- [STATED PROBLEM]: Copy out every line of the listing below that contains the word "water".

- [ENTRIES SHOWN]:
— begin —

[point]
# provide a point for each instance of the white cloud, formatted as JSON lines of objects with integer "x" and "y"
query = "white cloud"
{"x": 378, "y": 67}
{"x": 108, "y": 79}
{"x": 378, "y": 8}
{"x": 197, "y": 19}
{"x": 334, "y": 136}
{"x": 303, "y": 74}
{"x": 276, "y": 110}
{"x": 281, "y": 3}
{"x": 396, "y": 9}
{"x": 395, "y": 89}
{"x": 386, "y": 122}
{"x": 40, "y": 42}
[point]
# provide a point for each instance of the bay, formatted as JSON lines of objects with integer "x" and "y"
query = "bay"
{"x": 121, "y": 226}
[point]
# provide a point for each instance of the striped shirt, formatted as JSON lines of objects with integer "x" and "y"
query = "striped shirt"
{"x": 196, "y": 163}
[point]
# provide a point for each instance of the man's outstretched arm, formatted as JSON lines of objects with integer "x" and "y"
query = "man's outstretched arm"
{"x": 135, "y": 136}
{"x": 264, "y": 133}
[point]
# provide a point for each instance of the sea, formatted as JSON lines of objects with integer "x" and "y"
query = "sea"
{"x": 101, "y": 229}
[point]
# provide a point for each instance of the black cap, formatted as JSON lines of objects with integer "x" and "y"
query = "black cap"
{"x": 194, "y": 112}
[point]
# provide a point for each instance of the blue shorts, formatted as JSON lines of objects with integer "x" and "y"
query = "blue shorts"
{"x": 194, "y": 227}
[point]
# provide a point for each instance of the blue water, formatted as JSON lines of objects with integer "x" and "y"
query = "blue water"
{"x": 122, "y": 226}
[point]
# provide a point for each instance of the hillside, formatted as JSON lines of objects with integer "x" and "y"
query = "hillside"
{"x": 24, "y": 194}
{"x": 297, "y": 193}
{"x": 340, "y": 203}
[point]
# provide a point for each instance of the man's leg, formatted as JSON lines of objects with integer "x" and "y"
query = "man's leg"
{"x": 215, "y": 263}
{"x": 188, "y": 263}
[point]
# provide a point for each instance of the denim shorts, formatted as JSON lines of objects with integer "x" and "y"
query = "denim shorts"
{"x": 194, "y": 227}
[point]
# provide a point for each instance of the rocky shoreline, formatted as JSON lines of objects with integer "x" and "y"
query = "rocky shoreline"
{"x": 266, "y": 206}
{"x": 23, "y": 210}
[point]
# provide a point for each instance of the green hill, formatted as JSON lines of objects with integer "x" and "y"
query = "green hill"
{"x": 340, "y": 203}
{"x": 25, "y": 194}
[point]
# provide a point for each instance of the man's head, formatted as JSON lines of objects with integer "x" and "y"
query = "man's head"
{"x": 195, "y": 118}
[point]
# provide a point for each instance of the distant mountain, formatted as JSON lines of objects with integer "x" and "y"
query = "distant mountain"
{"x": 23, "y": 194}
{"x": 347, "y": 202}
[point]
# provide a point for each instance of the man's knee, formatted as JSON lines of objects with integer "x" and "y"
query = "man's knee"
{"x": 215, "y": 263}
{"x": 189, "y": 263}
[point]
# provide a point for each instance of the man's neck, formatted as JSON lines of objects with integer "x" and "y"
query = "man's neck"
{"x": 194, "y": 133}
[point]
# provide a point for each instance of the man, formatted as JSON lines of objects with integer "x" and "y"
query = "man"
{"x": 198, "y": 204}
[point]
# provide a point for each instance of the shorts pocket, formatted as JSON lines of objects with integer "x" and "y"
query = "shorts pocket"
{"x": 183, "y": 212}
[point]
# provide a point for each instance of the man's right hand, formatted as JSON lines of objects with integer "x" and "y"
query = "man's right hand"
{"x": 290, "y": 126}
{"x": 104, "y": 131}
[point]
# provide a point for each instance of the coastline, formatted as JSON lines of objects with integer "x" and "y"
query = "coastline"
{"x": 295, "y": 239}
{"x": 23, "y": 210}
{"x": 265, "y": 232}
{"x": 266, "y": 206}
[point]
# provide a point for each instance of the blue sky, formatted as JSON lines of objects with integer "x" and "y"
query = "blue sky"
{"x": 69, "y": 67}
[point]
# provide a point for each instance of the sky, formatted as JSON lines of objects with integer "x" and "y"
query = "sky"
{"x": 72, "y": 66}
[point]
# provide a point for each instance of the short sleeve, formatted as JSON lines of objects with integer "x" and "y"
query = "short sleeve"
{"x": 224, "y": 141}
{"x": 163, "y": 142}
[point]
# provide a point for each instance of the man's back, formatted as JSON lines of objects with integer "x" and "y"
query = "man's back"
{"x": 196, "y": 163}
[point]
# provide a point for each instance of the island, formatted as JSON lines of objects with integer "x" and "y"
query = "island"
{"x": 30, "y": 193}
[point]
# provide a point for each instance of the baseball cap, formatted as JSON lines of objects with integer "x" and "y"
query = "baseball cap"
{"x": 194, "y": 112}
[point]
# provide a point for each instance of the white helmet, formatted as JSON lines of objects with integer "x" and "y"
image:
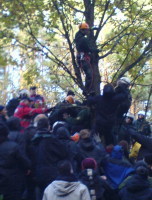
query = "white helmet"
{"x": 141, "y": 113}
{"x": 125, "y": 80}
{"x": 24, "y": 92}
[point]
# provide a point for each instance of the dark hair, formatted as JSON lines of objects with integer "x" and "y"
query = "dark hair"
{"x": 63, "y": 133}
{"x": 65, "y": 167}
{"x": 13, "y": 124}
{"x": 43, "y": 123}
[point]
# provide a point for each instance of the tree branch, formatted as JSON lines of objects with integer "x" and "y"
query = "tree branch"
{"x": 145, "y": 53}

— end —

- [REPLY TO THE TASK]:
# provide a point for each instance of the blue water, formatted as JSON lines of objects with integer "x" and "y"
query = "blue water"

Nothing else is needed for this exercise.